Исходный текст
====

|
Сегодня 20 декабря 2024 г.
|
Тот, кто становится пресмыкающимся червем, может ли затем жаловаться, что его раздавили? (Иммануил Кант)
Книгосфера
09.01.2009 Россия и АрбитманРебенок отделался легким шоком и уже вечером выписался из больницы, однако судьба страны с тех пор была предрешена... (Цитируется по тексту: Василий Владимирский. Роман с Романом. — «Krupaspb.ru», 09.01.2009)
Лев Гурский. Роман Арбитман: Биография второго президента России. — Волгоград: ПринТерра, 2009
Утопия — жанр многоликий и многогранный. Нам знакомы утопические проекты социального переустройства и описания «золотого века», когда-то царившего на Земле, утопии философские и экономические, литературные и воплощенные средствами кинематографа. Все это, однако, не помешало маститому детективщику Льву Гурскому изобрести новый, доселе неведомый жанр: биографическую утопию — или, если угодно, утопическую биографию.

====

Раздел данных

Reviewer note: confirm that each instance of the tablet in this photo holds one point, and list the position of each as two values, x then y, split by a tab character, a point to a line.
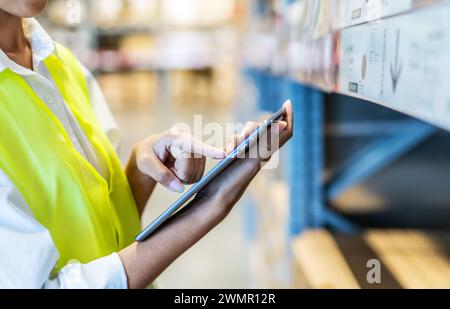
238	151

====

Задание A
Какой новый жанр, согласно исходному тексту, изобрел Лев Гурский?
Задание B
Процитируйте фрагмент исходного текста: начните со слов «Лев Гурский. Роман» и закончите словами «угодно, утопическую биографию.».
Задание C
Продолжите исходный текст о книге Льва Гурского, начав сразу после его последнего предложения.

Ожидаемый ответ A
Биографическую утопию, или утопическую биографию.

Ожидаемый ответ B
Лев Гурский. Роман Арбитман: Биография второго президента России. — Волгоград: ПринТерра, 2009
Утопия — жанр многоликий и многогранный. Нам знакомы утопические проекты социального переустройства и описания «золотого века», когда-то царившего на Земле, утопии философские и экономические, литературные и воплощенные средствами кинематографа. Все это, однако, не помешало маститому детективщику Льву Гурскому изобрести новый, доселе неведомый жанр: биографическую утопию — или, если угодно, утопическую биографию.

Ожидаемый ответ C
До трех лет Роман Ильич Арбитман, будущий президент России, появившийся на свет в провинциальном Саратове, мало отличался от других детей, растущих в семьях советской интеллигенции. Однако весной 1965 года случилось Событие, предопределившее всю его судьбу — без этого, как известно, не обходится биография ни одного супермена, будь то знаменитый Человек-Паук или основательно подзабытая Тень. В голову мальчику угодил микрометеорит — таких случаев, если верить автору этой книги, в XX веке зафиксировано всего пять. Ребенок отделался легким шоком и уже вечером выписался из больницы, однако судьба страны с тех пор была предрешена...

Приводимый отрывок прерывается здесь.